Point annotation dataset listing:
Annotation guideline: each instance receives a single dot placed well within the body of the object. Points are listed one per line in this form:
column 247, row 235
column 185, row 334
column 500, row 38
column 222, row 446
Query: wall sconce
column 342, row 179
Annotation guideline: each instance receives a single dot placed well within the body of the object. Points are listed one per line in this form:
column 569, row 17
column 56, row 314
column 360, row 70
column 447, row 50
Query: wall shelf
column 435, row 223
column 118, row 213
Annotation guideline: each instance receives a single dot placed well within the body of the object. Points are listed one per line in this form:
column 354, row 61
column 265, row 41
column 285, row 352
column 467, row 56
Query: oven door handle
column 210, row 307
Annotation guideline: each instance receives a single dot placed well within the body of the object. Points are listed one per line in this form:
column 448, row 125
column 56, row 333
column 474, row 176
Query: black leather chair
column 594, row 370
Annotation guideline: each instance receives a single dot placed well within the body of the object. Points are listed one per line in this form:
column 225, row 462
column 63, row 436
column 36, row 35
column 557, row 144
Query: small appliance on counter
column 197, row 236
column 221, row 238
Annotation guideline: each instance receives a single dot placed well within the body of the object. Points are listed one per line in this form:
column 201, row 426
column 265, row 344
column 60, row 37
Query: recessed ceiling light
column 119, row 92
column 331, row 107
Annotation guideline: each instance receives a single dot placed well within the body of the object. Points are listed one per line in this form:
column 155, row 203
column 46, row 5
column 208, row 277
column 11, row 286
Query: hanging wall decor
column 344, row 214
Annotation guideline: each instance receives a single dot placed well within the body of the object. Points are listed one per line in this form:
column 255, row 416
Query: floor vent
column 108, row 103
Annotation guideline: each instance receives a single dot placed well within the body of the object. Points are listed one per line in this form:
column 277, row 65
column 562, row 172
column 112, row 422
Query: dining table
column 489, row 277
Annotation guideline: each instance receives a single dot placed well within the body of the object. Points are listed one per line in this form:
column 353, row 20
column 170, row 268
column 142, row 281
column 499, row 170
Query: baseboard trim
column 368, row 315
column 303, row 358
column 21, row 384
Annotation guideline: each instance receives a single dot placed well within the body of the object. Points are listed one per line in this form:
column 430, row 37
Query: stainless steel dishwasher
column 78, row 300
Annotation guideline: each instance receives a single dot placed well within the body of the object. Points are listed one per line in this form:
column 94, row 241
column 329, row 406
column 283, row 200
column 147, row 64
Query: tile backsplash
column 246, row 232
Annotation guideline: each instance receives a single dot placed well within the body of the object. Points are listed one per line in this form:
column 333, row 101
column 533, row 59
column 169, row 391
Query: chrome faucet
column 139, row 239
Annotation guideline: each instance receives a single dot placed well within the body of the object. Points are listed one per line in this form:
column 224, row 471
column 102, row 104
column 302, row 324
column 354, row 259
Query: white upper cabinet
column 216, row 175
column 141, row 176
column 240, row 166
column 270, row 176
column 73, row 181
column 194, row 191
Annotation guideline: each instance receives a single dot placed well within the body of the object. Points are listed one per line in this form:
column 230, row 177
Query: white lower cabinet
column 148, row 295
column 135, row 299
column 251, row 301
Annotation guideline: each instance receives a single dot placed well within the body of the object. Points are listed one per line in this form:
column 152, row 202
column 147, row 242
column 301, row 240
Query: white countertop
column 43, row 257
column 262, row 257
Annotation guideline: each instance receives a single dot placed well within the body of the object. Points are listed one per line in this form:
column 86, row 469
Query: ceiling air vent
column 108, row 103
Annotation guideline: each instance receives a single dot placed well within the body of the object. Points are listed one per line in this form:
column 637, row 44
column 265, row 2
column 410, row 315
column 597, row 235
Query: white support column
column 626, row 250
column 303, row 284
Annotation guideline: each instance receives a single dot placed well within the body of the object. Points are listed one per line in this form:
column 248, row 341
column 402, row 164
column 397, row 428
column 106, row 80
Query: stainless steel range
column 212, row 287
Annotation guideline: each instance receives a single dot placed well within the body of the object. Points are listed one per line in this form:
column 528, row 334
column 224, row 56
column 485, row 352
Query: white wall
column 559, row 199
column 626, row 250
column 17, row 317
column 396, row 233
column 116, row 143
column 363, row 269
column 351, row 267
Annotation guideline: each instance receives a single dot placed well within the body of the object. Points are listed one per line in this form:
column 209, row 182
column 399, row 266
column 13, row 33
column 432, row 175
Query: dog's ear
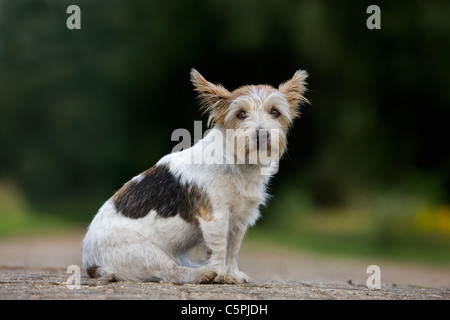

--- Task goal ---
Please copy out the lines of the listing from its start through the line holding "column 342, row 179", inclusive, reproducing them verbatim.

--- Reply ---
Annotation guideline: each instance receives a single dot placed well within the body of the object. Points are listed one per line in this form:
column 247, row 235
column 185, row 334
column 500, row 38
column 222, row 446
Query: wall sconce
column 342, row 179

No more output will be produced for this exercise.